§ **Record extracts**:
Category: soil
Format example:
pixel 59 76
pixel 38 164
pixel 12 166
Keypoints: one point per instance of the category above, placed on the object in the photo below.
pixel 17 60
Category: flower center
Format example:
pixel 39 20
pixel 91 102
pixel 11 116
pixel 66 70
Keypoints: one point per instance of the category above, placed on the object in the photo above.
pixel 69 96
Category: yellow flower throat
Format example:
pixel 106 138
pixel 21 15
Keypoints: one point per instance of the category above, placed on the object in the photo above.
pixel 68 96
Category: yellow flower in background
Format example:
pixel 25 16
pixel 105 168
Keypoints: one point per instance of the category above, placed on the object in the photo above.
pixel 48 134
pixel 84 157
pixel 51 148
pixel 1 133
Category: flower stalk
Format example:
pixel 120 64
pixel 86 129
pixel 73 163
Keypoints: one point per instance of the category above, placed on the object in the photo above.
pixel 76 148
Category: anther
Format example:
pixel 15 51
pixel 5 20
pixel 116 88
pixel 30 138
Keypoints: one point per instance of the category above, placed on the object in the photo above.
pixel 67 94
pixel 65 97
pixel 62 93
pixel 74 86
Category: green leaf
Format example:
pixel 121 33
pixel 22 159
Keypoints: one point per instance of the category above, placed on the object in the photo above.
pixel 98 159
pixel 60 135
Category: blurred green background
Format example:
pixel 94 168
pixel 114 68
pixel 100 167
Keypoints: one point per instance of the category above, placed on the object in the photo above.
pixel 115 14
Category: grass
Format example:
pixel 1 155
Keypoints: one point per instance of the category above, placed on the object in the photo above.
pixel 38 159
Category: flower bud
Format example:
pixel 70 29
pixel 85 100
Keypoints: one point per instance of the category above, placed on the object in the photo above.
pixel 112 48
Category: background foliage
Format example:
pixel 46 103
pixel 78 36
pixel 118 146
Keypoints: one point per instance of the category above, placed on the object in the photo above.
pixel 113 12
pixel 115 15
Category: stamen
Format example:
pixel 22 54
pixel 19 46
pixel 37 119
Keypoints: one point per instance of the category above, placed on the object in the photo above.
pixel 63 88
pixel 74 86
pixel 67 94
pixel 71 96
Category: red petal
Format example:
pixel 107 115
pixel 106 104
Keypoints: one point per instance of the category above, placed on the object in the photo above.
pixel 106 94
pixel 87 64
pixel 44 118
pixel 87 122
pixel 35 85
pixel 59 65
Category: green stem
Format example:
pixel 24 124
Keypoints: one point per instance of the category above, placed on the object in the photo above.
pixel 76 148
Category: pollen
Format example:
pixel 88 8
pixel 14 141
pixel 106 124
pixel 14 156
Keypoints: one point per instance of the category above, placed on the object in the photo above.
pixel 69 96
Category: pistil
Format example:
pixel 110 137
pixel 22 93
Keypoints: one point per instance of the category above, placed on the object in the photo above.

§ **Problem**: The answer should consist solely of the lines from the first line above through the one with "pixel 1 155", both included, repeated exactly.

§ **Result below**:
Category: soil
Format example:
pixel 59 76
pixel 38 164
pixel 12 166
Keypoints: one point per instance of the category above, placed on the object in the photo below.
pixel 17 60
Category: flower center
Format example:
pixel 39 20
pixel 91 102
pixel 11 116
pixel 66 70
Keypoints: one point per instance of the category above, placed on the object in the photo above.
pixel 69 96
Category: yellow flower throat
Format example:
pixel 106 138
pixel 21 15
Keypoints: one point per instance of the category above, placed on the object in the photo above.
pixel 68 96
Category: yellow flower in background
Format example:
pixel 25 16
pixel 105 168
Keypoints: one point per instance of the category above, placed on the object in the photo above.
pixel 48 134
pixel 84 157
pixel 51 148
pixel 1 133
Category: flower stalk
Format example:
pixel 120 64
pixel 86 129
pixel 73 163
Keypoints: one point per instance of the category above, placed on the object in the photo above.
pixel 76 148
Category: anther
Format example:
pixel 15 51
pixel 5 20
pixel 116 88
pixel 30 138
Keypoints: one point per instance of the category above, placed on the object in the photo above.
pixel 67 94
pixel 65 97
pixel 62 93
pixel 74 86
Category: green leaf
Format example:
pixel 121 33
pixel 22 159
Keypoints: one point per instance of the category above, placed on the object in the photo above.
pixel 98 159
pixel 60 135
Category: blurred green background
Format example:
pixel 94 168
pixel 114 68
pixel 100 167
Keypoints: one point per instance of the category above, placed on the object in the photo above.
pixel 115 14
Category: grass
Format example:
pixel 1 155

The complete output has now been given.